#### [DOCUMENT EXTRACT]

(begin)

Human speech may have frequencies more than conventional telephone networks operating at 300-3400Hz. When a human speech signal is transmitted through the telephone network leads to losing information due to the limited narrow bandwidth of the telephone network. This results in significantly low quality and lucidity of speech transmission. This problem can be solved by using a comprehensive wideband transmission whose spectrum ranges from 50-7000Hz. As a traditional telephone network installed to operate at 300-3400 Hz it is not feasible to work at a wideband spectrum. Hence use of a wideband spectrum needs to install a new network which turns out to be very expensive and time-consuming [1]. Therefore, other techniques are to be adopted for the improvement of speech quality. To use the existing infrastructure and to improve the quality, bandwidth extension (BE) techniques [2] can be implemented.

In the artificial bandwidth extension techniques (ABETs), a clear wideband (CWB) signal is generated by predicting the lost portion of the signal from the limited narrowband (LNB) speech alone. Most of the ABETs proposed in the literature are based on the source-filter (SF) model of speech production. The SF model divides the BE technique into excitation signal extension and CWB speech signal spectral envelope estimation. Many methods for excitation enhancement are found [3]. Many methods for CWB spectral envelope approximation are illustrated [3-7]. Even though ABETs have many advantages there are a few limitations like their performance is limited. Thus, it will not able to reconstruct high-quality CWB [8].

(end)

#### [DATA FOR THIS TASK]

(begin)

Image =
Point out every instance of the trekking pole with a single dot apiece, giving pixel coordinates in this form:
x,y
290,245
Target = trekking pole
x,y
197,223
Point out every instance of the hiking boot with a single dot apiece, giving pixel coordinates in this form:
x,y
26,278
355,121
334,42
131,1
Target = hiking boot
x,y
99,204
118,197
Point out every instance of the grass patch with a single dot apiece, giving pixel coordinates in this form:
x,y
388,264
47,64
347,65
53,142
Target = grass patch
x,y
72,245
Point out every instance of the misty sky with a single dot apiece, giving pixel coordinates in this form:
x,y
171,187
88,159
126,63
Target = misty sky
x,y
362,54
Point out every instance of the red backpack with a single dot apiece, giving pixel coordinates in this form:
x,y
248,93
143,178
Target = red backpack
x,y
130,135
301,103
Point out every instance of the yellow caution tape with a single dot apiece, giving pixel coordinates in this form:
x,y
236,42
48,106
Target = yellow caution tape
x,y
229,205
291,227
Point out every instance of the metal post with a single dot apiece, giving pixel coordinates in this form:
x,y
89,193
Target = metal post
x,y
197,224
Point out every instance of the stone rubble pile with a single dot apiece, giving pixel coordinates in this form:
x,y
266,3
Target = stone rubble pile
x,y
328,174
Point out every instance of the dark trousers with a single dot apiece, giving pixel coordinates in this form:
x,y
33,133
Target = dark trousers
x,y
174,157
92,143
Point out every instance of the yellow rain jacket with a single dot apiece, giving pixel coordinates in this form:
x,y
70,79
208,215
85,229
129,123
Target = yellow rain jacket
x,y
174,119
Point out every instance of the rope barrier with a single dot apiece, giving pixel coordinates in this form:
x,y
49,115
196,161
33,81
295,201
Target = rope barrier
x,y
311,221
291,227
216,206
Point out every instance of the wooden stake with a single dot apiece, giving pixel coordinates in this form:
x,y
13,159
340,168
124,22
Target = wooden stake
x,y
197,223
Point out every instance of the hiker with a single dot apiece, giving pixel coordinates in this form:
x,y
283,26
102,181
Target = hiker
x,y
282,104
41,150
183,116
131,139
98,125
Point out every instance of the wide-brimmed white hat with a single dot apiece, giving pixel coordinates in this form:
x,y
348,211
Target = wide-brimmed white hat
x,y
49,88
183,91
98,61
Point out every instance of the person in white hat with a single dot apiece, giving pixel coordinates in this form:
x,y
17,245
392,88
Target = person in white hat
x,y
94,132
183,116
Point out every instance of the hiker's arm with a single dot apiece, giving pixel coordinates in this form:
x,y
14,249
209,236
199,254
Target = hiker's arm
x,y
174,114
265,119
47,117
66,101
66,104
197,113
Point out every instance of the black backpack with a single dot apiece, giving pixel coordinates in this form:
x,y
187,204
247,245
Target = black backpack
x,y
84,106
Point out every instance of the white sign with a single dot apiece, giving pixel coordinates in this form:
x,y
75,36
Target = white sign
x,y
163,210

(end)

#### [YOUR TASKS]
1. In the passage on speech bandwidth extension, what frequency range does a wideband transmission spectrum span?
2. Rewrite the rows from the line containing "Point out every instance of the white" through the last line of the rows, changing "white sign" to "road sign" and leaving everything else untouched. Return only those lines.
The text and the rows were drawn from unrelated sources.

#### [SOLUTIONS]
1. 50-7000 Hz

2.
Point out every instance of the road sign with a single dot apiece, giving pixel coordinates in this form:
x,y
75,36
Target = road sign
x,y
163,210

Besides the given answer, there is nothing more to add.